> [What the task requires] Write each line exactly, from the line that holds "Task: locate the dirt" through the final line of the material, and no other line.

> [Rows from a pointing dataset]
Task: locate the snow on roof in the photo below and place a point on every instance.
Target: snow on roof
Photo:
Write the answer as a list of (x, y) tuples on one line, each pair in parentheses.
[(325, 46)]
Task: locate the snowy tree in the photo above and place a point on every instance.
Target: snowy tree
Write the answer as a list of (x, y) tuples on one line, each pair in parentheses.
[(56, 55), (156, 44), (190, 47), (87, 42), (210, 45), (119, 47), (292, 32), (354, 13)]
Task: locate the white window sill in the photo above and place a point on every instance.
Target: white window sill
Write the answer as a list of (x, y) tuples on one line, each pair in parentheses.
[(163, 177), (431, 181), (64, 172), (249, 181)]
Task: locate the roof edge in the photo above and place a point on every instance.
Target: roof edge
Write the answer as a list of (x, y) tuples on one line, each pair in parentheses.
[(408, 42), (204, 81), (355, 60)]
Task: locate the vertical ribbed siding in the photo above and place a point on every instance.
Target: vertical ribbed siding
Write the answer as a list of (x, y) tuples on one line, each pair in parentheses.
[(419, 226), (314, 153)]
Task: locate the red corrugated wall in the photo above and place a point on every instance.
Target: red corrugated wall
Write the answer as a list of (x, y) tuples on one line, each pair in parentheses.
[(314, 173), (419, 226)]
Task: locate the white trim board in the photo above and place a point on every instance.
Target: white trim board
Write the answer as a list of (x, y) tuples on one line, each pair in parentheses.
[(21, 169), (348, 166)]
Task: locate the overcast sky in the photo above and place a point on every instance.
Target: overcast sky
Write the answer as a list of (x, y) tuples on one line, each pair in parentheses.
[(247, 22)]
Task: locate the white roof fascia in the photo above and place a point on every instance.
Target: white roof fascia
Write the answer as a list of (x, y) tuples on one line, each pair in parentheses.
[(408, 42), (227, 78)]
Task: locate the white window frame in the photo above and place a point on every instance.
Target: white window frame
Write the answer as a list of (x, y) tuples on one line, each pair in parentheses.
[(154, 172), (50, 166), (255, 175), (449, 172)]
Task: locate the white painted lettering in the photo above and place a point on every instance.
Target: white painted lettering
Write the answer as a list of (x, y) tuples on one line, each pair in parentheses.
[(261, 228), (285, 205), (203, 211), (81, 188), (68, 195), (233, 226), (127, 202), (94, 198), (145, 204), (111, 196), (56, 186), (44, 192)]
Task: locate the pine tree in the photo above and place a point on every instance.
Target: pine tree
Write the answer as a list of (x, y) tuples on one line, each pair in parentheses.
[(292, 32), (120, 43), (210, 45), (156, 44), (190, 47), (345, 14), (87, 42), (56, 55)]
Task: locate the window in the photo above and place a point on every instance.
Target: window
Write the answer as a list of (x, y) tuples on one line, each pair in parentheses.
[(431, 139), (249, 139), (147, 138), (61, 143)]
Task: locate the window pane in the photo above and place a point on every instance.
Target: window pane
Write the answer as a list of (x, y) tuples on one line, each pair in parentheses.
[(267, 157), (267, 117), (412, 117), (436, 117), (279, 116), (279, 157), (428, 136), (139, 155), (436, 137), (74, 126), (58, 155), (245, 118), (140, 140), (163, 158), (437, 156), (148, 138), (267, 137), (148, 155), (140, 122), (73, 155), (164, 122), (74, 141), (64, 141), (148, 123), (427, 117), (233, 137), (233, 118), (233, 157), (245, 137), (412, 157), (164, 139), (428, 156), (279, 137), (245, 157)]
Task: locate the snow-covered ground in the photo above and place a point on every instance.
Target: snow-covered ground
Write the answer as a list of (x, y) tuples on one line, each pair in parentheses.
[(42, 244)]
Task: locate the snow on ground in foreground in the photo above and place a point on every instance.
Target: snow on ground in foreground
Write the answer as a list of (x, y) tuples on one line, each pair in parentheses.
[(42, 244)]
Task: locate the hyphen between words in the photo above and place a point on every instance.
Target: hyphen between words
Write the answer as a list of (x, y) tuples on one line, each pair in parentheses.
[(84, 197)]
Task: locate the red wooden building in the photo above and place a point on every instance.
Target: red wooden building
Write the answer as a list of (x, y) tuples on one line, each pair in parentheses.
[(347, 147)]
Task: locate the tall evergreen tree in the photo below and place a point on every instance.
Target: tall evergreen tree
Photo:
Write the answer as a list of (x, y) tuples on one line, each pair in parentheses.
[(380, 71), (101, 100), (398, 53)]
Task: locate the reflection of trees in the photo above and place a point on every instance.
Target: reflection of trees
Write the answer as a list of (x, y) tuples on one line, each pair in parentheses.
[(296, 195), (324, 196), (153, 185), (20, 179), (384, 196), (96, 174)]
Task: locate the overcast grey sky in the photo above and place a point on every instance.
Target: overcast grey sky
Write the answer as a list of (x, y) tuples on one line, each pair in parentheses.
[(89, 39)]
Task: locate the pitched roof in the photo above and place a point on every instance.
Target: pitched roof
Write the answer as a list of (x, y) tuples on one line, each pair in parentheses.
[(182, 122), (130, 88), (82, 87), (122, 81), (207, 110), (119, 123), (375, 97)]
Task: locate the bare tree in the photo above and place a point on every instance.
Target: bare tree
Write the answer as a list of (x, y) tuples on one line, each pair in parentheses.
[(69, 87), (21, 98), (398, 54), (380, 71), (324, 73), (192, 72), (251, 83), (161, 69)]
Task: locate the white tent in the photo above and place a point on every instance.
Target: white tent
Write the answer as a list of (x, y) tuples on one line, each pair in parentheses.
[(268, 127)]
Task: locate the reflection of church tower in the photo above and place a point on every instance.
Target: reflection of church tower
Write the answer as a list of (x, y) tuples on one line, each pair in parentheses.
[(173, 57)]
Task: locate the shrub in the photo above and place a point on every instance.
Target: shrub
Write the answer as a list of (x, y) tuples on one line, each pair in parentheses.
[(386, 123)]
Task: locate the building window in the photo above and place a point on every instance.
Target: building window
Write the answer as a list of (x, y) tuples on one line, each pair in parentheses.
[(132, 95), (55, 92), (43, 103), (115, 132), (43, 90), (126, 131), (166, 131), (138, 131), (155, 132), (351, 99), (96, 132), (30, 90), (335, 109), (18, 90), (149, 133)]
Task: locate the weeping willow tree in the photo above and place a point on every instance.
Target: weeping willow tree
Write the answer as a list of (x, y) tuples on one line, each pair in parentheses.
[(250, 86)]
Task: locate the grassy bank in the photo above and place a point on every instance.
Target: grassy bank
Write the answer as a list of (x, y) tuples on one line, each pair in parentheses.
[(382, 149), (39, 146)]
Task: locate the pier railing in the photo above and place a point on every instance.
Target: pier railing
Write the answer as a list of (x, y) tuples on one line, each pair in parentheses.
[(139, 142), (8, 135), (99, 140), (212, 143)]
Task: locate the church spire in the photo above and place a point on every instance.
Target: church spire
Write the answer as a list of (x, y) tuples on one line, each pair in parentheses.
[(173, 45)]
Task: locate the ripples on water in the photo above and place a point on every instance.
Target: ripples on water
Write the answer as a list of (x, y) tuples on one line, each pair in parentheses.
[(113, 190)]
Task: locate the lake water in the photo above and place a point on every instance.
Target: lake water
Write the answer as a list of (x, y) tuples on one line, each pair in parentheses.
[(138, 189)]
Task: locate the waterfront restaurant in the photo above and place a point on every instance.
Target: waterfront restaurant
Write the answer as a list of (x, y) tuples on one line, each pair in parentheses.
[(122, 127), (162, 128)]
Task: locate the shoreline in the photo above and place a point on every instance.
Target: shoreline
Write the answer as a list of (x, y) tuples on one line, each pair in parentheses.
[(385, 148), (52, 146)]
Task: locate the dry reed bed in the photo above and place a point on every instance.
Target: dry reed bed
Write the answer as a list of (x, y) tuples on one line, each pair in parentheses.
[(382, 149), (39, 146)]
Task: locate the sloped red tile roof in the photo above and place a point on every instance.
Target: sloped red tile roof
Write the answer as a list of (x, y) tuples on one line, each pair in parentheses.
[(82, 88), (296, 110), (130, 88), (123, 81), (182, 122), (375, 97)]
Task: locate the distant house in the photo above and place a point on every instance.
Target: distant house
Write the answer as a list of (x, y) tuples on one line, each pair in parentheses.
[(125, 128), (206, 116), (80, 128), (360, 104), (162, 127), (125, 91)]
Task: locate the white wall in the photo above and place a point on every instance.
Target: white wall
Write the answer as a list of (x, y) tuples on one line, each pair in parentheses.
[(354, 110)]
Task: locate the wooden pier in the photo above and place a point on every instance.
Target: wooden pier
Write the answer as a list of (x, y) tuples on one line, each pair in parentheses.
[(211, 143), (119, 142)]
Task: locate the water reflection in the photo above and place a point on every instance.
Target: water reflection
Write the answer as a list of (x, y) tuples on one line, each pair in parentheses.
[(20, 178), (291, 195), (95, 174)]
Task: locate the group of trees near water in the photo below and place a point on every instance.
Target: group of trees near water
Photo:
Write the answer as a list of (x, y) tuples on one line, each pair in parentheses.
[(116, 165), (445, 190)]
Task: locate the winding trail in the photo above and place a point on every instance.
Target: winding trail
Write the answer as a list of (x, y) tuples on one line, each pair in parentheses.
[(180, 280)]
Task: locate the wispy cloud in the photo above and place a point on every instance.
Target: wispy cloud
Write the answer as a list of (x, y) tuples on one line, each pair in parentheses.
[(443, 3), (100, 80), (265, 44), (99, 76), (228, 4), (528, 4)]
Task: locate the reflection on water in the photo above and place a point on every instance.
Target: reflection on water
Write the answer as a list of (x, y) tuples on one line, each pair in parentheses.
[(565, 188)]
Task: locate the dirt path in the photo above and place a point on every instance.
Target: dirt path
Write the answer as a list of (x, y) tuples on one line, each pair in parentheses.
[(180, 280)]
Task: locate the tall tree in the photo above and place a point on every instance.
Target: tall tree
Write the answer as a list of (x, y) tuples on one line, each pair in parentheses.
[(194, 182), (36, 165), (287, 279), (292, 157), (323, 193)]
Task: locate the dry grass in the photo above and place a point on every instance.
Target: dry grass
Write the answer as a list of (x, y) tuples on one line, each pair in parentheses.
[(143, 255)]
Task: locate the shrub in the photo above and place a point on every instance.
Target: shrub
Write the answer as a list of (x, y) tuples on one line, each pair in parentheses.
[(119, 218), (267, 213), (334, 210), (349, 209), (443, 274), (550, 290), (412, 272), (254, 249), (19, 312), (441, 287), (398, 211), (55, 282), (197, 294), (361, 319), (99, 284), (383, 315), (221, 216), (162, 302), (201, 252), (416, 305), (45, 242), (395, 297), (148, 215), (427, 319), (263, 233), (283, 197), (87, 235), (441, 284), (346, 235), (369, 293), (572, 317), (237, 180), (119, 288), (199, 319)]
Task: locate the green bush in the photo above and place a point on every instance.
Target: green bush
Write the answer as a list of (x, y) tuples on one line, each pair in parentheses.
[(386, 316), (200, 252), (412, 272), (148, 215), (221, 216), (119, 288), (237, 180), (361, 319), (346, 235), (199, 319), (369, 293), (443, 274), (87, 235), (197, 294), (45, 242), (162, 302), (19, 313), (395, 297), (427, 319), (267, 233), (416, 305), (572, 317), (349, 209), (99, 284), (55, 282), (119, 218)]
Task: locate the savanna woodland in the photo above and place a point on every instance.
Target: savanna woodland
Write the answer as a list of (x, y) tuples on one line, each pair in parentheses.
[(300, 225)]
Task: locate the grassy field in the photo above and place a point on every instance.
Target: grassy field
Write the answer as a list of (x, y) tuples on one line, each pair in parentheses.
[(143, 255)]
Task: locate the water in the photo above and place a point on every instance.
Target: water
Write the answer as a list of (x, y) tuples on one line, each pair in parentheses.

> [Solution to the problem]
Task: locate the dirt path in the photo above and place a point on every instance.
Target: dirt path
Write the answer as a list of (x, y) tuples on one line, each pair in parentheses.
[(180, 280)]
Task: locate the tall tree in the photo above and place a point on every instance.
Target: tall tree
Write the answer as a list of (x, y) tuples on one line, each pair in parentheses.
[(194, 182), (36, 165), (287, 279), (292, 157), (323, 193)]
Task: locate the dry grass in the photo above and place a point on every instance.
Target: dry grass
Write the answer as a list of (x, y) tuples on one line, each pair in parentheses.
[(143, 255)]
Task: locate the shrub in the photo above and place a point on every instance.
Target: shrub
Write the answer as a list of (x, y) tuples on one line, each pair in parentheses.
[(119, 218), (267, 213), (334, 210), (349, 209), (443, 274), (550, 290), (412, 272), (254, 249), (19, 312), (441, 287), (398, 211), (55, 282), (197, 294), (361, 319), (99, 284), (383, 315), (221, 216), (162, 302), (201, 252), (416, 305), (45, 242), (395, 297), (148, 215), (427, 319), (263, 233), (283, 197), (87, 235), (441, 284), (346, 235), (369, 293), (572, 317), (237, 180), (119, 288), (199, 319)]
Task: locate the green bush in the photo above and place a point on every instance.
Target: green bush
Write the answer as a list of (x, y) tuples on one line, each pair in parentheses.
[(386, 316), (200, 252), (412, 272), (148, 215), (221, 216), (119, 288), (237, 180), (361, 319), (346, 235), (199, 319), (369, 293), (443, 274), (87, 235), (197, 294), (45, 242), (162, 302), (19, 313), (395, 297), (427, 319), (267, 233), (416, 305), (572, 317), (349, 209), (99, 284), (55, 282), (119, 218)]
Task: locate the savanna woodland in the photo above and place a point on every instance.
Target: savanna woodland
Write the answer as a list of (x, y) tuples on one line, each pair in parentheses.
[(300, 225)]
Task: locate the grassy field in the photo above and place a point on every instance.
Target: grassy field
Write the answer as a list of (x, y) tuples on one line, each pair in parentheses.
[(143, 255)]
Task: locate the water in the photo above and place a point on every instance.
Target: water
Write the answer as a list of (x, y) tuples on one line, each pair in parentheses.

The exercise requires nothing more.